What to work on ->
Report how many lines in the data include "shape", with the number as the only reply.

Provided records ->
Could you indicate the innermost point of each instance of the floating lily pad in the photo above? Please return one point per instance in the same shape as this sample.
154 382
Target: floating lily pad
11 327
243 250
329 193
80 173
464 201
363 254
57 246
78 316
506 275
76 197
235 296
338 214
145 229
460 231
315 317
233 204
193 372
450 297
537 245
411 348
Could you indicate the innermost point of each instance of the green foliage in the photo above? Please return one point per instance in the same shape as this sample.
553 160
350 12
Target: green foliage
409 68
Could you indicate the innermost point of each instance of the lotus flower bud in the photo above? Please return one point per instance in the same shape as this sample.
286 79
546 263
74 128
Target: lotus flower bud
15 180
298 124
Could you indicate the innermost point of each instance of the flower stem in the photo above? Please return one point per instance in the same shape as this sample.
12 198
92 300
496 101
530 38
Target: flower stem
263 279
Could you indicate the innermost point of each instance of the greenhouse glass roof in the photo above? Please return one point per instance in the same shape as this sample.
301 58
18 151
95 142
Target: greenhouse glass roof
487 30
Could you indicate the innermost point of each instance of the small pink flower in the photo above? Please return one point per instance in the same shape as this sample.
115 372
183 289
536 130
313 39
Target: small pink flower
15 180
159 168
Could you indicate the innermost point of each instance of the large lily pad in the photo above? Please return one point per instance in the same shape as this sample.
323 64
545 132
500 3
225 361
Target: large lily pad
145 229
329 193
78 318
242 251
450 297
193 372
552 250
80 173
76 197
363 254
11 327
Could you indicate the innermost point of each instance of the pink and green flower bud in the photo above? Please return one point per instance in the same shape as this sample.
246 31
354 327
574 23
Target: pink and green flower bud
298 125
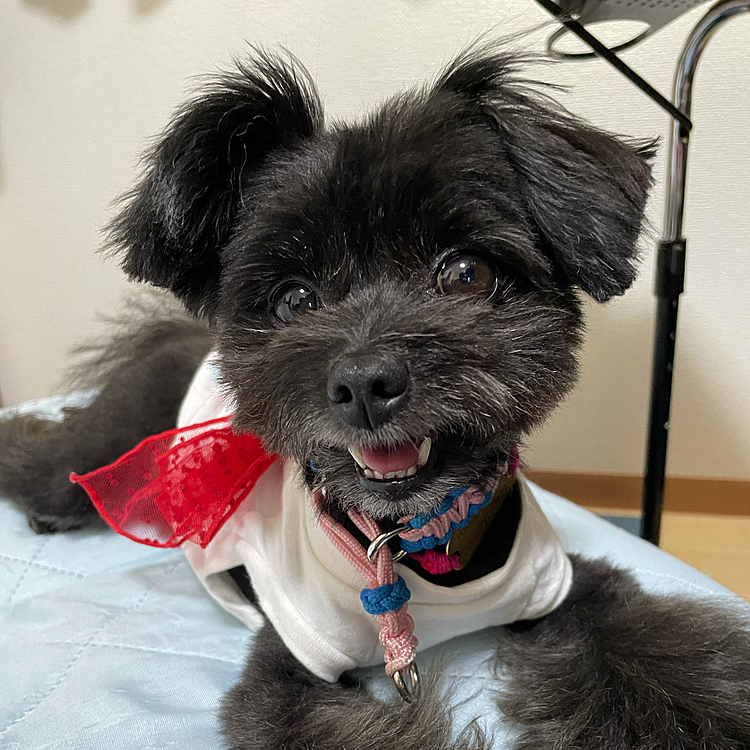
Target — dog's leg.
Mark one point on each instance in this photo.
(142, 375)
(616, 668)
(280, 704)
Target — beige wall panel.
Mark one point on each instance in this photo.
(83, 85)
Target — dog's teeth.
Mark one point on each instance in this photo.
(424, 452)
(357, 456)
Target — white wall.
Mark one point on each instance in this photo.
(84, 84)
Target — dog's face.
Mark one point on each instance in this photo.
(394, 300)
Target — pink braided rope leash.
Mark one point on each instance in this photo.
(396, 627)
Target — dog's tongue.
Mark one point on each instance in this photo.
(394, 459)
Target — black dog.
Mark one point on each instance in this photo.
(367, 286)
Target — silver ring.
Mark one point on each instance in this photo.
(408, 692)
(383, 538)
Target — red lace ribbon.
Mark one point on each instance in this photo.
(181, 485)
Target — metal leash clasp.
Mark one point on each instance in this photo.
(384, 538)
(408, 692)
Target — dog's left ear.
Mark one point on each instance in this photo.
(585, 190)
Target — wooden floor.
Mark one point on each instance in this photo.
(716, 545)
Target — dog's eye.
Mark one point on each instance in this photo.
(467, 275)
(293, 299)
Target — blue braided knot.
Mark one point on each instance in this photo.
(386, 598)
(430, 542)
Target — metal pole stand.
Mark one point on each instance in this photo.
(671, 250)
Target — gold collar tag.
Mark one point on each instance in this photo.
(464, 542)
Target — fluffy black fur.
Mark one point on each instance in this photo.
(247, 191)
(140, 376)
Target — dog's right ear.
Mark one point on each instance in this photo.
(176, 221)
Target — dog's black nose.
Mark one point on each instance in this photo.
(367, 390)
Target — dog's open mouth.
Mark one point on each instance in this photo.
(395, 468)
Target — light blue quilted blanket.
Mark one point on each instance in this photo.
(109, 644)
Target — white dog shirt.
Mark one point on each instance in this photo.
(309, 591)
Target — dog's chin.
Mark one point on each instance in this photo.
(418, 488)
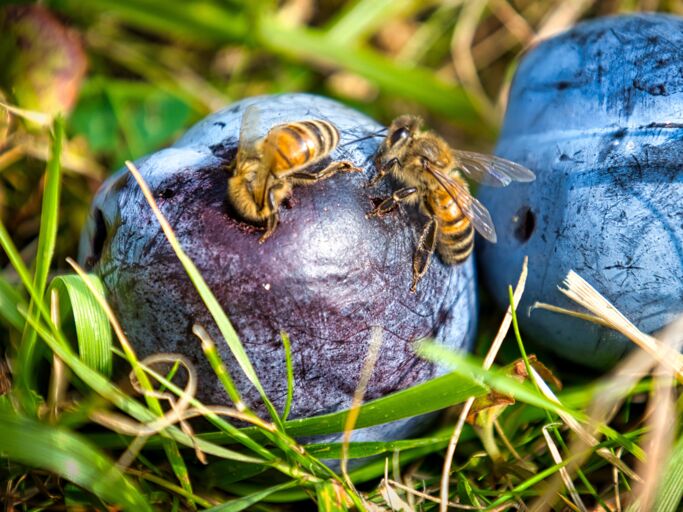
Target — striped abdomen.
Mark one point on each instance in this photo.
(295, 145)
(456, 234)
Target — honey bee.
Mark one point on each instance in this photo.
(267, 168)
(429, 171)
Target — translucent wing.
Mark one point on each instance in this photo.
(491, 170)
(476, 212)
(250, 132)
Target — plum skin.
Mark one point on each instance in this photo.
(596, 113)
(326, 276)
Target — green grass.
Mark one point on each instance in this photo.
(71, 436)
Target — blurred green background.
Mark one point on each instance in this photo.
(131, 75)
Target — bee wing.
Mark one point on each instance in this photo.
(476, 212)
(491, 170)
(250, 131)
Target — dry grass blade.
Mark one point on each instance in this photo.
(463, 61)
(354, 410)
(414, 492)
(562, 17)
(580, 431)
(488, 361)
(577, 289)
(616, 385)
(39, 118)
(661, 410)
(564, 474)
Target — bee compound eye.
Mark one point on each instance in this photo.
(399, 134)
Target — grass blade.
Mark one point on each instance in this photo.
(66, 454)
(92, 326)
(290, 375)
(671, 490)
(49, 218)
(9, 299)
(410, 82)
(245, 502)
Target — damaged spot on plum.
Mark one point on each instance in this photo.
(525, 223)
(167, 193)
(98, 240)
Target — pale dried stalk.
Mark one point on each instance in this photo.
(357, 401)
(59, 376)
(557, 458)
(580, 430)
(488, 361)
(577, 289)
(415, 492)
(661, 410)
(615, 386)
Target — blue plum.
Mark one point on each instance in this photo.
(597, 113)
(326, 276)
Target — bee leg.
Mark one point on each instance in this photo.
(383, 171)
(423, 254)
(392, 201)
(329, 171)
(274, 217)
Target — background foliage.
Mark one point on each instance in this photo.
(129, 77)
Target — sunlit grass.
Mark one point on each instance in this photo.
(69, 434)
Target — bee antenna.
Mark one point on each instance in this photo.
(377, 134)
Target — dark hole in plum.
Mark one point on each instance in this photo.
(525, 221)
(167, 193)
(98, 240)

Reply ->
8